SELECTION -
* Begin *

Interest on outstanding amounts under the credit agreement is payable
monthly at the prime rate plus one percent. There is currently $15,000
outstanding under the credit agreement.
Total bank interest paid for the three- and nine-month periods ended August
31, 1996 total $553 and $1,465, respectively. Total interest capitalized for
the three- and nine-month periods ended August 31, 1996 totaled $553 and
$1,443, respectively.
(5) Commitments and Contingencies
In September 1994, the New Jersey Department of Environmental Protection
(the "NJDEP") issued a "Permit to Construct, Install or Alter Control
Apparatus or Equipment", a "Prevention of Significant Deterioration Permit"
and a "Temporary Certificate to Operate" (all of the foregoing are
hereinafter referred to as the "Temporary Permit") to the Company. The
Temporary Permit authorized the Company to install the Consteel process at
its Sayreville, New Jersey steel mill and directed that there be a stack
test, the results of which were submitted to the NJDEP on March 8, 1996.
The numbers in the Temporary Permit were estimates based on representations
from the manufacturer of the Consteel system, certain assumptions
concerning how the Consteel process differed from conventional electric arc
furnaces, and a scaling up of the numbers to address the increase in the
size of the furnace. The assumptions underlying that methodology were
based upon certain projections in the absence of historical data. These
projections may have proven to be inaccurate. The plant generates certain
emissions -- including carbon monoxide (CO), oxides of nitrogen (NOx) and
volatile organic compounds (VOC) -- which exceed the levels contained in
the Temporary Permit. Based on their modeling, the Company's consulting
engineers have advised that the actual emission levels do not have an adverse
impact on ambient air quality. However, the NJDEP issued a Notice of
Violation in response to the stack test results.
In conjunction with the March 8, 1996 submission of the stack test results,
the Company applied for a modification of its Temporary Permit to reflect
the actual operation of the Consteel process. Until such time as a new
permit is issued, there is a question as to whether the Company is in
violation of the Temporary Permit and, as a consequence, is subject to
fines and penalties, the amounts of which are subject to the discretion of
the NJDEP. The Company is engaged in discussions with the NJDEP regarding
how to proceed in this matter. Based on the advice of its counsel, the
Company believes the ultimate outcome of this matter will not have a
material adverse effect on the Company's financial position.

* End *

PROBLEMS TO WORK ON -
[a] In the filing excerpt, when were the stack test results submitted to the NJDEP?
[b] Write out the section of the filing excerpt that begins with the words "Interest on outstanding" and ends with "the credit agreement.".

GIVEN INFORMATION -
* Begin *

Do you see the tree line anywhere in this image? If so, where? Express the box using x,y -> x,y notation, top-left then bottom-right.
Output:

* End *

SOLVED PROBLEMS -
[a] March 8, 1996.

[b]
Interest on outstanding amounts under the credit agreement is payable
monthly at the prime rate plus one percent. There is currently $15,000
outstanding under the credit agreement.